◆ Problem set ◆
• A. What does the minus sign indicate in the table of experimental results?
• B. Filter the records so that only the lines containing the string "wheel" remain, and copy each of those lines.

◆ Supplied passage ◆
================================

Table 6. Summary of experimental results.

Specimens Notation		Pcr (kN)	Py (kN)	Pmax (kN)	Pu (kN)	Δy (mm)	Δu (mm)	μ
KJ1-1	Forward	20.00	41.68	43.74	37.18	16.07	41.00	2.55
	Reverse	−20.00	−42.30	−52.20	−44.37	11.31	30.79	2.72
KJ1-2	Forward	30.00	52.65	53.70	50.17	19.31	68.76	3.56
	Reverse	−30.00	−52.01	−58.48	−57.91	18.93	67.88	3.59
KJ2-1	Forward	30.00	50.54	51.64	48.01	17.58	59.26	3.37
	Reverse	−30.00	−43.75	−50.59	−43.00	20.12	62.49	3.11
KJ2-2	Forward	30.00	53.59	56.55	53.45	22.36	65.48	3.31
	Reverse	−30.00	−46.83	−51.18	−50.19	21.81	64.57	3.29

Note: P_cr represents the test value of beam end load when the concrete in the core area of the beam-column joint cracks; P_y represents the yield load value of beam-column joints; P_max represents the peak load value of beam-column joints; P_u represents the test value of beam end load when the beam-column joint fails. The minus sign represents the reverse loading direction.

================================

Source data:
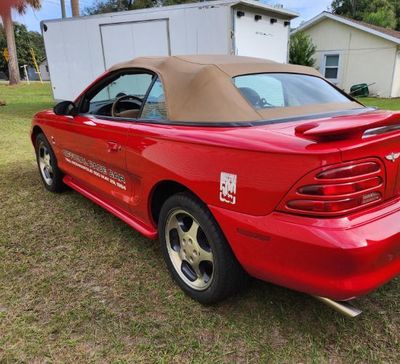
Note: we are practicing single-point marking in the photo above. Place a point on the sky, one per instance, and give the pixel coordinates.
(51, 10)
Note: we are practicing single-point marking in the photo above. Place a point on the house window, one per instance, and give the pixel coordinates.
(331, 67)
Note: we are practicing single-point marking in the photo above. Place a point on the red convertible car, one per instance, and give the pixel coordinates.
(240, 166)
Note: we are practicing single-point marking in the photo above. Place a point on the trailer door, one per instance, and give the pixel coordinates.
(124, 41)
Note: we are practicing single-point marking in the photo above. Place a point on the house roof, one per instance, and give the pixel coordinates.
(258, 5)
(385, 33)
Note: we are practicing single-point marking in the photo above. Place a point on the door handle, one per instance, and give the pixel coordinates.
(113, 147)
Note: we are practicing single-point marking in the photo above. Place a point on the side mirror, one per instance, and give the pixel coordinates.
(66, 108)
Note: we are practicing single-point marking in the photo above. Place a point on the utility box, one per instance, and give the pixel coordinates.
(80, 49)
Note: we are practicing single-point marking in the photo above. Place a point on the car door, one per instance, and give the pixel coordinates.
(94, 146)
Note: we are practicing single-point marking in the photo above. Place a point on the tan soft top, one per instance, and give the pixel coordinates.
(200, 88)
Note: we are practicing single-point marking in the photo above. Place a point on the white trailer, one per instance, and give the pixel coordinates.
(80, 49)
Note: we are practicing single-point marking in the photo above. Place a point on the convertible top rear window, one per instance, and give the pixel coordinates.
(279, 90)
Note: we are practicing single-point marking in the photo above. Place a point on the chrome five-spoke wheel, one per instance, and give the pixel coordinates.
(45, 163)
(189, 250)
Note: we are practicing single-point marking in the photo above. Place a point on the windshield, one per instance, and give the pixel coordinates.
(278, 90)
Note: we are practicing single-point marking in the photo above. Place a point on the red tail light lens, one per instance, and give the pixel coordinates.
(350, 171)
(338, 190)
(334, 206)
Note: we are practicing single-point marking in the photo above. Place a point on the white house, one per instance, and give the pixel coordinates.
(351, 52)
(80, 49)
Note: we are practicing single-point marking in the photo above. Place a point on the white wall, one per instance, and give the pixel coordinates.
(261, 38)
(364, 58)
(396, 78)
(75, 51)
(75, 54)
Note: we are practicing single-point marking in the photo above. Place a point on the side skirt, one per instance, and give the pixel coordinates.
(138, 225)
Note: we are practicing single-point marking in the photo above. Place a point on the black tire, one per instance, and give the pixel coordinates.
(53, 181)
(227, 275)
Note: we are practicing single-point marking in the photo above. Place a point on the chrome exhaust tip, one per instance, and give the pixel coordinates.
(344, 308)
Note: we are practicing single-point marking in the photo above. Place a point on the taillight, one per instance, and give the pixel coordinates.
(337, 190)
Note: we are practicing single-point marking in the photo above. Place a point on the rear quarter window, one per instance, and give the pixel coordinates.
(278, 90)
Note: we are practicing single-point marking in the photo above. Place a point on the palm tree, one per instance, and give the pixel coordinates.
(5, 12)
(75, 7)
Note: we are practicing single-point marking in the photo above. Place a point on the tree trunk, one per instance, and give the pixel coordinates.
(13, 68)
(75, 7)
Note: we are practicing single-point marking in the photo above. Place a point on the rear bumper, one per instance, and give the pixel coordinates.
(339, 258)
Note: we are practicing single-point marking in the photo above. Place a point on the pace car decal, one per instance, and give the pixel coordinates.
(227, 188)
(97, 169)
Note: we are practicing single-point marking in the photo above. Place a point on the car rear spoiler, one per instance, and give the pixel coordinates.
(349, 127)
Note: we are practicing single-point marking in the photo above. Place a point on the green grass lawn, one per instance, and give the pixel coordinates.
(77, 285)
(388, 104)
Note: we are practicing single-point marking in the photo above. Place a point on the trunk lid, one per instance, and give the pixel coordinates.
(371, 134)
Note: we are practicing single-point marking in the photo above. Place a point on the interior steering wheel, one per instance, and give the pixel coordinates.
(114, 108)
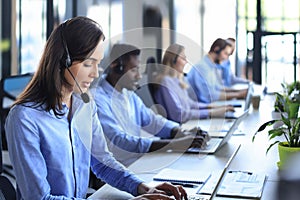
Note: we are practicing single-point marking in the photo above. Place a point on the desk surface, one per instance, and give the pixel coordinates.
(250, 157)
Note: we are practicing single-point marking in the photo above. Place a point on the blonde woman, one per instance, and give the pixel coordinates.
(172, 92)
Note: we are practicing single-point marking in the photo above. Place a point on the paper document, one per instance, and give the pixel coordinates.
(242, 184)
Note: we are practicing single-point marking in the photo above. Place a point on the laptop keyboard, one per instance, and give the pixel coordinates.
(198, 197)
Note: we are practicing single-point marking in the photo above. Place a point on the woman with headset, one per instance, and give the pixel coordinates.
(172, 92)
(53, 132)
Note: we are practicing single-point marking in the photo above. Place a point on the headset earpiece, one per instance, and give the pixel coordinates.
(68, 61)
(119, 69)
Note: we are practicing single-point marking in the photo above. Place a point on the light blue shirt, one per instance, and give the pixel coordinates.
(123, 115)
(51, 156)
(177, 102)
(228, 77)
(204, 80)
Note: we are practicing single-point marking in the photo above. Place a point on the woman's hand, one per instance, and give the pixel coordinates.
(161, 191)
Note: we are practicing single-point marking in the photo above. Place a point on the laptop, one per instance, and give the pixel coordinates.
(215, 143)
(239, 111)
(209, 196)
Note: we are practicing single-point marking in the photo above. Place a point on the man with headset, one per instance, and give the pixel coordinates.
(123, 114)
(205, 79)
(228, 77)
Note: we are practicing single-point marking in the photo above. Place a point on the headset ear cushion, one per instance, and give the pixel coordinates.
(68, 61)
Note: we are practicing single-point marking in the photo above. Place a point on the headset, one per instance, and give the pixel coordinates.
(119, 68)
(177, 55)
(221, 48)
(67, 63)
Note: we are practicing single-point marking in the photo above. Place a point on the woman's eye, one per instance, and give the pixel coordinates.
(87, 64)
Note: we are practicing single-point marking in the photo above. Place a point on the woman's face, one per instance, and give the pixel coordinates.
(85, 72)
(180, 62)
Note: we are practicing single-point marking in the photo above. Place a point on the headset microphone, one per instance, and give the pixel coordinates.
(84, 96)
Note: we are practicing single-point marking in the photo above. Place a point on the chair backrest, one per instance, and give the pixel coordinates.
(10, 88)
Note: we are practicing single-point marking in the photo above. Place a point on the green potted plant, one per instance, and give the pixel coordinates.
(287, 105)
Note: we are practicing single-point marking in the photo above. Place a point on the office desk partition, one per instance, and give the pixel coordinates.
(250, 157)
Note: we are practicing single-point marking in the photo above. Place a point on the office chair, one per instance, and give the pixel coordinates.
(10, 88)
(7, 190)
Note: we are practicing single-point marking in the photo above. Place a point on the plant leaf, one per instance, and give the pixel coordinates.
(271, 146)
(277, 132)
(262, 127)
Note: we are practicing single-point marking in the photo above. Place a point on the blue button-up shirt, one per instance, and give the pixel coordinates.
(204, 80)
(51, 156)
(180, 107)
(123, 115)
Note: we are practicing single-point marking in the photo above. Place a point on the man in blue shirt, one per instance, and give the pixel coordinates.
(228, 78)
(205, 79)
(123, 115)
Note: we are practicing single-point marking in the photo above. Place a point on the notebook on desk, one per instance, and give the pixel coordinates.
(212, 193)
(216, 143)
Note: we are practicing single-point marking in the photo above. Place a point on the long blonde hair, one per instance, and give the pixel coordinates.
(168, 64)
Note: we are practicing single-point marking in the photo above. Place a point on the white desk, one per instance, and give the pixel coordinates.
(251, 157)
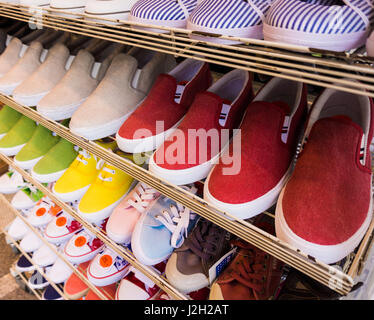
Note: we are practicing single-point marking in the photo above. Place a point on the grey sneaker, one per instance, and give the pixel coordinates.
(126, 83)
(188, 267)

================================

◆ Completed exercise ◆
• A. The reverse loading direction.

• B.
Note: we are practicing single-point marking in the photo above. Place a point on the chrome five-spoke wheel, one per instance, and give the pixel coordinates.
Note: we are practicing single-point marking in the photo above. Place a point on the interior steering wheel, one per instance, and give the pixel coordinates.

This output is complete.